_Goal 1_: From the bailout vote article, return the passage from "By Paul Kane" up to and including "types of loans.", unchanged.
_Goal 2_: According to the bailout vote article, by what tally did the House reject the legislation?

═══ Given passage ═══

House Narrowly Defeats Bailout Legislation

President Bush Had Urged Quick Approval

By Paul Kane and Lori Montgomery

Washington Post Staff Writers

Monday, September 29, 2008; 2:14 PM

In a narrow vote, the House today rejected the most sweeping government intervention into the nation's financial markets since the Great Depression, refusing to grant the Treasury Department the power to purchase up to $700 billion in the troubled assets that are at the heart of the U.S. financial crisis.

The 228-205 vote amounted to a stinging rebuke to the Bush administration and Treasury Secretary Henry M. Paulson Jr., and was sure to sow massive anxiety in world markets. Even during the Just 11 days ago, Paulson urged congressional leaders to urgently approve the bailout. He warned that inaction would lead to a seizure of credit markets and a virtual halt to the lending that allows Americans to acquire mortgages and other types of loans.

As it became apparent that the measure was heading to defeat, stock markets took a steep dive. The Dow Jones industrial average fell more than 600 points but then rebounded a bit.

After a week of intense debate in both party caucuses, House members opposed the bill just five weeks before they face voters in an election that is shaping up as a referendum on the economy.

"Today's the decision day. I wish it weren't the case," said Rep. Barney Frank (D-Mass.), chairman of the House Financial Services Committee, who kicked off three hours of impassioned debate just as the opening bell sounded on Wall Street this morning.

Global markets have followed the congressional negotiations closely since Paulson's dire warnings to congressional leaders in a Sept. 18 nighttime meeting in the offices of House Speaker Nancy Pelosi (D-Calif.). As debate began today, news broke that Citigroup was purchasing another troubled bank, Wachoiva, and an hour into the debate the Dow Jones industrial average had dropped by 285 points.

The bailout plan would have allowed Paulson to spend up to $700 billion to relieve faltering banks and other firms of bad assets backed by home mortgages, which are falling into foreclosure at record rates. Paulson, and his successor in the next administration, would have given the government broad latitude to purchase any assets from any firms at any price and to assemble a team of individuals and institutions to manage them. Paulson and others hoped to contain a crisis that already has caused the failure or forced the rescue of a half-dozen major Wall Street firms and unnerved markets around the world.

═══ Dataset extract ═══

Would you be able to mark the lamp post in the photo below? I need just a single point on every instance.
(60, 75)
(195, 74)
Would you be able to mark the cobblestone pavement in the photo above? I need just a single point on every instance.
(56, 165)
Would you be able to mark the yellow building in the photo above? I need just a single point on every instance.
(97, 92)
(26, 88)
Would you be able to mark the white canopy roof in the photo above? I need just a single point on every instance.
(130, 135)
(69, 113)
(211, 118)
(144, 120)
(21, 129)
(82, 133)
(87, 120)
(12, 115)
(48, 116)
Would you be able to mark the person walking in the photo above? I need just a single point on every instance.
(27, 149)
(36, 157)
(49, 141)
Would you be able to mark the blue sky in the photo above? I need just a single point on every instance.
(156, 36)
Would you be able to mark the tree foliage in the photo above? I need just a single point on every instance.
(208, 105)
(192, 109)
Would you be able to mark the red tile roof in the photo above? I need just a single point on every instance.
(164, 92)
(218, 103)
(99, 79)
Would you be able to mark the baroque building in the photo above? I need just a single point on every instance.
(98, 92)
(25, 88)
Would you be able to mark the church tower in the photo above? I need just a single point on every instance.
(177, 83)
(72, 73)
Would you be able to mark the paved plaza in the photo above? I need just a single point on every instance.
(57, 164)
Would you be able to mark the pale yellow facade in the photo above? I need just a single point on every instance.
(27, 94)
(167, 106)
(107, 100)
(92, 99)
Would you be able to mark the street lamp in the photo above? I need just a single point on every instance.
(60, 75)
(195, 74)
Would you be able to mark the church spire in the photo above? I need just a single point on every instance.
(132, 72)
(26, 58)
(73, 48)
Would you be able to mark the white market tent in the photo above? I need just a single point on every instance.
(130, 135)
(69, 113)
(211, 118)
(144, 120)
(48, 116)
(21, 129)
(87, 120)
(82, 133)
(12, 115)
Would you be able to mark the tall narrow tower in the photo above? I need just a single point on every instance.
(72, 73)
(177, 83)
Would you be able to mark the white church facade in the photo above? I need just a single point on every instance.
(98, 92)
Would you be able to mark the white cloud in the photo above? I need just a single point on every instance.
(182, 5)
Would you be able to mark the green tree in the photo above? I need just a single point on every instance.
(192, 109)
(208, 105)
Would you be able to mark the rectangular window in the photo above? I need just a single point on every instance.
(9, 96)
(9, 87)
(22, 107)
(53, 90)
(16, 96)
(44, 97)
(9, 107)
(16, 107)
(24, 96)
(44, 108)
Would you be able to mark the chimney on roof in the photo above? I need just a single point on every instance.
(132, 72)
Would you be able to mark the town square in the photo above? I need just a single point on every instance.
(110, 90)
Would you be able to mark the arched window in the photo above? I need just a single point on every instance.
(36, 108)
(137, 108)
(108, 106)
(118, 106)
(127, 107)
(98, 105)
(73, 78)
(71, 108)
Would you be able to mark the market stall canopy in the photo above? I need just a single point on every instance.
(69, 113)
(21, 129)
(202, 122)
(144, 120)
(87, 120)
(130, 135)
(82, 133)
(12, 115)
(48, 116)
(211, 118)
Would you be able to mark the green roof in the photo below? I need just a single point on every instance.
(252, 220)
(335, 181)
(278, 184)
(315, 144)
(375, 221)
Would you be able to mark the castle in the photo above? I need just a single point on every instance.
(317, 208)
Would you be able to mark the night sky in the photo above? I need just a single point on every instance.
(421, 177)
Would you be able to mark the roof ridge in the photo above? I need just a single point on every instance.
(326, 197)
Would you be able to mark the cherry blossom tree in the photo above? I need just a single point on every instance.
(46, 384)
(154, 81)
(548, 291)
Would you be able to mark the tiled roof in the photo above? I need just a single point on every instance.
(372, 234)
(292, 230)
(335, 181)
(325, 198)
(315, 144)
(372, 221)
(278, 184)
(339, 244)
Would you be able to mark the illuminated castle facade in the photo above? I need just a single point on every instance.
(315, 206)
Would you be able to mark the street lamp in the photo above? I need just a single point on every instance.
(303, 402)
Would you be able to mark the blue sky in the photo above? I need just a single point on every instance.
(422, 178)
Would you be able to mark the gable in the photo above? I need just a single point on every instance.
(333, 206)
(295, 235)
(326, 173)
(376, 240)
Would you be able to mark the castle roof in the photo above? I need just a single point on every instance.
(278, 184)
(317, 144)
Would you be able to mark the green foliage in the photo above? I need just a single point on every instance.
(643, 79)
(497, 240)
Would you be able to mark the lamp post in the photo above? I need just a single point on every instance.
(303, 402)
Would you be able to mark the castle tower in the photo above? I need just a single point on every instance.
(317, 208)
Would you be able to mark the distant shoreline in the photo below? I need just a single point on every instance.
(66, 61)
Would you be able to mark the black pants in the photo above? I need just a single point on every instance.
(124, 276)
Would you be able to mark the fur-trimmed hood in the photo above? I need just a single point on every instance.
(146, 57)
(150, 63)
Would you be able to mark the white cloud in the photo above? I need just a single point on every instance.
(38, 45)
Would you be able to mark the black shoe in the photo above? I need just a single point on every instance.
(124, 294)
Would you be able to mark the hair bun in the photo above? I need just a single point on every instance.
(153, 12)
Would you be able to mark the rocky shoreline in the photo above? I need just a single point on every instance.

═══

_Reply 1_:
By Paul Kane and Lori Montgomery

Washington Post Staff Writers

Monday, September 29, 2008; 2:14 PM

In a narrow vote, the House today rejected the most sweeping government intervention into the nation's financial markets since the Great Depression, refusing to grant the Treasury Department the power to purchase up to $700 billion in the troubled assets that are at the heart of the U.S. financial crisis.

The 228-205 vote amounted to a stinging rebuke to the Bush administration and Treasury Secretary Henry M. Paulson Jr., and was sure to sow massive anxiety in world markets. Even during the Just 11 days ago, Paulson urged congressional leaders to urgently approve the bailout. He warned that inaction would lead to a seizure of credit markets and a virtual halt to the lending that allows Americans to acquire mortgages and other types of loans.

_Reply 2_: 228-205